WHAT THE EXERCISE ASKS:
Please retype the records below exactly as they stand.

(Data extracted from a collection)

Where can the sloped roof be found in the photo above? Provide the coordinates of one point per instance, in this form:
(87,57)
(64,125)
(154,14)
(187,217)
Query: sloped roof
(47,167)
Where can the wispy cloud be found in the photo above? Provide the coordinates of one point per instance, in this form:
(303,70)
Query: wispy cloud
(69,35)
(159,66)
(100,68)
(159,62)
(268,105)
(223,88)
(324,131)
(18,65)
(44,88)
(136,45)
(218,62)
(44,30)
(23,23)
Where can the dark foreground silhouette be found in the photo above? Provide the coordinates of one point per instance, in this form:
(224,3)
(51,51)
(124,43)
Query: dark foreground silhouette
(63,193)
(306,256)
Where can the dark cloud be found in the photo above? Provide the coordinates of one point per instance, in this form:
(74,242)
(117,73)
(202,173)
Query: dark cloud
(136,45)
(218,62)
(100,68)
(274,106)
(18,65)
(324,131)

RESULT:
Where can the sloped roof be found in the photo above? Provide the coordinates of one point per instance, in this form:
(87,57)
(64,125)
(154,14)
(187,217)
Query: sloped roof
(47,167)
Where can the wispy cloud be found in the photo above? Provide the coordinates of one point per instance, in this form:
(303,70)
Query: wispy cloud
(69,35)
(159,66)
(100,68)
(159,62)
(268,105)
(223,88)
(324,131)
(18,65)
(44,88)
(136,45)
(218,62)
(44,30)
(23,23)
Where can the dark foreground silhouette be found in the photo above? Provide the coordinates of one point per instance, in this form:
(224,3)
(51,51)
(124,43)
Query: dark foreground silhouette
(63,193)
(306,256)
Where can the dark cloud be found in the photo above? Provide the coordinates of one point per instance, in this form:
(74,242)
(117,73)
(202,173)
Query: dark cloud
(136,45)
(218,62)
(100,68)
(274,106)
(18,65)
(324,131)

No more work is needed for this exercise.